_Required action_
Leave out the pictures and repeat the entries below verbatim.

_Supplied information_
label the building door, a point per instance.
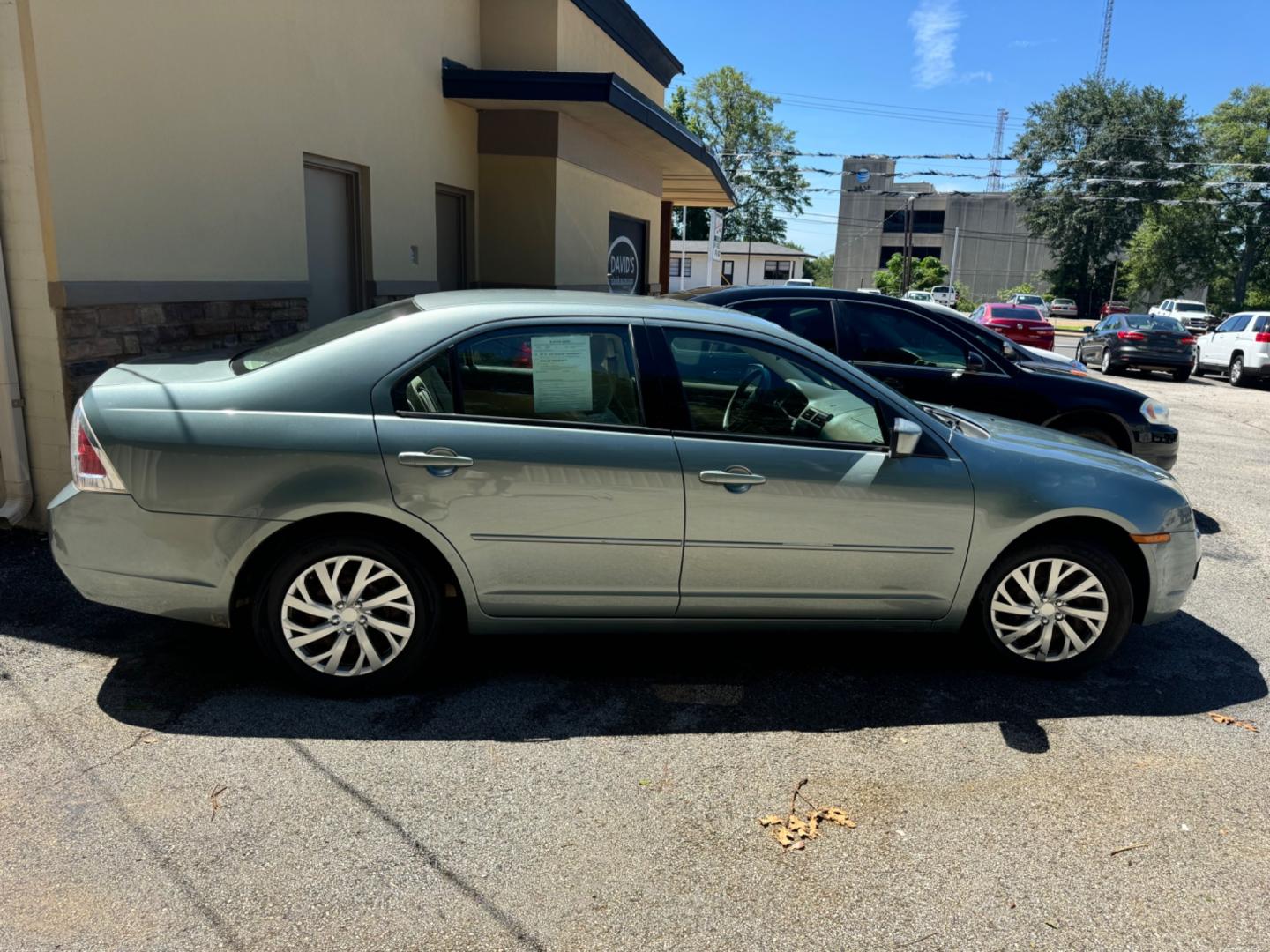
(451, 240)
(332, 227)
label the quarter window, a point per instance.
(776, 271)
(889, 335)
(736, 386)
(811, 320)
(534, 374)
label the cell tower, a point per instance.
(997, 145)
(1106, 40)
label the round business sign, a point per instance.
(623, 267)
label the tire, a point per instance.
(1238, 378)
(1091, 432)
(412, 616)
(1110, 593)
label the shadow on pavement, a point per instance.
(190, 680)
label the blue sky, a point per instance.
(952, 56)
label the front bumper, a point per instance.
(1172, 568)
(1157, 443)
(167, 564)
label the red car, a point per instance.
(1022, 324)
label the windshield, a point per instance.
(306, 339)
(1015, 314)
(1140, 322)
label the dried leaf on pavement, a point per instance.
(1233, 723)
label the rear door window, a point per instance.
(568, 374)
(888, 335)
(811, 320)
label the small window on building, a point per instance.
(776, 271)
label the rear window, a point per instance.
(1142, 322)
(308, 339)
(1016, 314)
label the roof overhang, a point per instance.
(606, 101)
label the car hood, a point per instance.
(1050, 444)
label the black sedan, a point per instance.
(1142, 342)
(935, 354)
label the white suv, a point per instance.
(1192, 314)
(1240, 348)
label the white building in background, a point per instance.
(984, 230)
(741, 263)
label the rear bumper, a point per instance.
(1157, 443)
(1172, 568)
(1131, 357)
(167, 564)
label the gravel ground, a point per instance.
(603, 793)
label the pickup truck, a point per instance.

_Expected output_
label the building door, a point per instance.
(451, 240)
(332, 227)
label the quarter window, a point per instance.
(776, 271)
(889, 335)
(736, 386)
(811, 320)
(534, 374)
label the cell tower, a point per instance.
(997, 145)
(1106, 40)
label the round business sign, a point per instance.
(623, 267)
label the tire, a point per instance.
(1238, 378)
(1091, 432)
(412, 616)
(1110, 593)
label the shadow on pavement, a point per instance.
(190, 680)
label the blue sky, a point per instance.
(952, 56)
label the front bumper, a point per instance.
(1172, 568)
(1157, 443)
(167, 564)
label the red car, a point per instance.
(1022, 324)
label the windshield, a point per instance.
(306, 339)
(1015, 314)
(1140, 322)
label the dried leaf on pavement, a point per instance.
(1233, 723)
label the rear door window, a point per instance.
(568, 374)
(888, 335)
(811, 320)
label the small window on building, a point per instance.
(776, 271)
label the rear window, a point per instance.
(1142, 322)
(308, 339)
(1016, 314)
label the roof overhang, a point per instance.
(606, 101)
label the car hood, a point per instance.
(1050, 444)
label the black sedan, a point per instance.
(1142, 342)
(935, 354)
label the white suv, a point per instance.
(1192, 314)
(1240, 348)
label the white building in background, a point per instance.
(984, 230)
(741, 263)
label the rear bumper, a point per instance.
(1157, 443)
(1172, 568)
(1131, 357)
(167, 564)
label the gravel ground, a point per instance.
(603, 793)
label the pickup truck, a point per instance.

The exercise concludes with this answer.